**RECORD EXTRACTS:**
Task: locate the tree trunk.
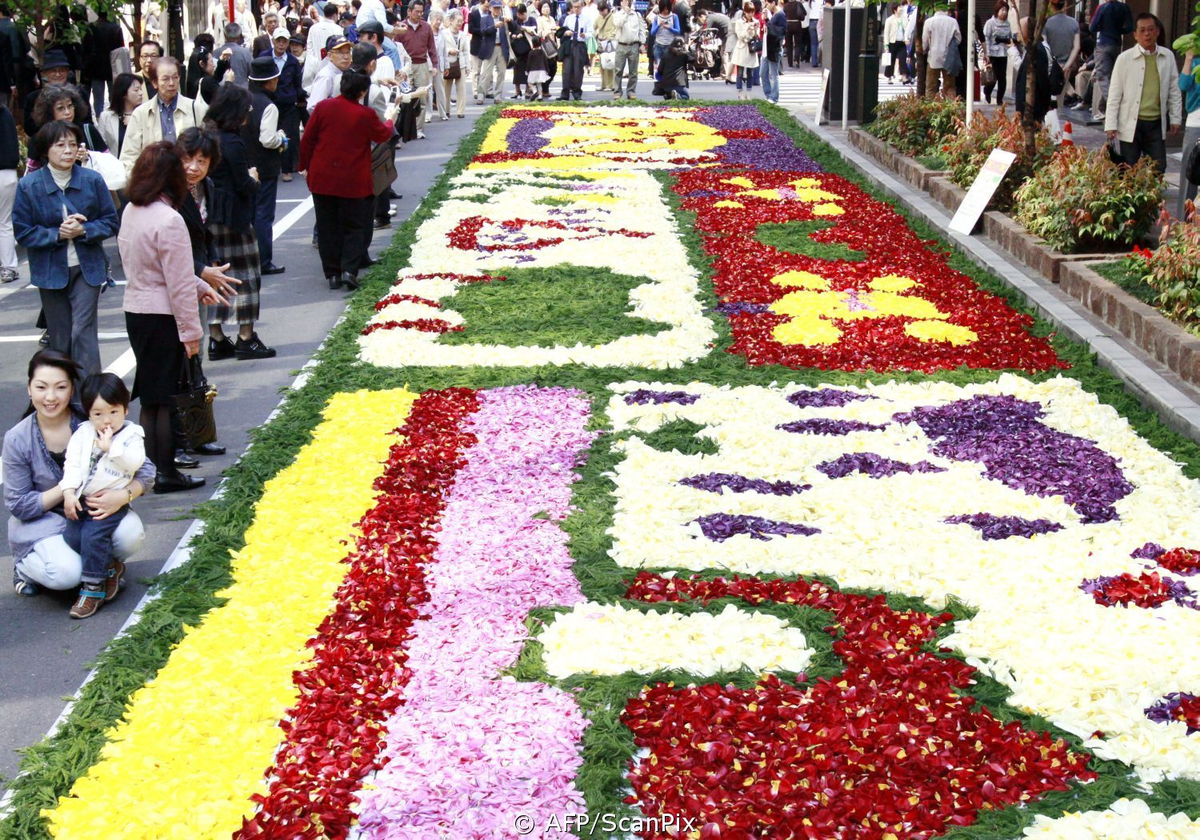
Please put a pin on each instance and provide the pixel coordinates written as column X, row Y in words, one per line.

---

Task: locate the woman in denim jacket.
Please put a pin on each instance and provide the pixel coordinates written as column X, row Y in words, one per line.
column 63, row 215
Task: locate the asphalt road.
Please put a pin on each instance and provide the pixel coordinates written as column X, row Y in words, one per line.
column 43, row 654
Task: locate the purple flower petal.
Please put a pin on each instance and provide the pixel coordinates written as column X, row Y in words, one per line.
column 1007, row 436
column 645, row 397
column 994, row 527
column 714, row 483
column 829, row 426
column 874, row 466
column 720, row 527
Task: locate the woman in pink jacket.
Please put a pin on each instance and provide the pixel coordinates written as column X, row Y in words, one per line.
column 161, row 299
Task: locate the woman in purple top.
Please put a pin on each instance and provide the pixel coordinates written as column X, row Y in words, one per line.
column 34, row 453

--

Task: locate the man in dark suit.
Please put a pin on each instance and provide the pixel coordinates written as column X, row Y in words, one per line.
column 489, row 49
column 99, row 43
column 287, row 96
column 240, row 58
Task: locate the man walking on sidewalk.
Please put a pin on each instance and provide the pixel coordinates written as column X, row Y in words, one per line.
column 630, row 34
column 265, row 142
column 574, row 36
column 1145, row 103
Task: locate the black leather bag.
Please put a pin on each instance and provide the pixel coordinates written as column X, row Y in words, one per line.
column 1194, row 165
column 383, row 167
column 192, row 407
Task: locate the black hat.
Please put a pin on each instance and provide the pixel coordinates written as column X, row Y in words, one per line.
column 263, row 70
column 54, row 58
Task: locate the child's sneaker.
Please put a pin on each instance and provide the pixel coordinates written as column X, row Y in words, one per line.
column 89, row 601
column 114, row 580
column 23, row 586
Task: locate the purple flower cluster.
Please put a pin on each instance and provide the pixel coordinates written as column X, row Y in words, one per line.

**WHAT THE TASK ASKS:** Looking at the entries, count the lines where the word "black" appears, and state the count by itself.

**OUTPUT OF THE TASK:** 2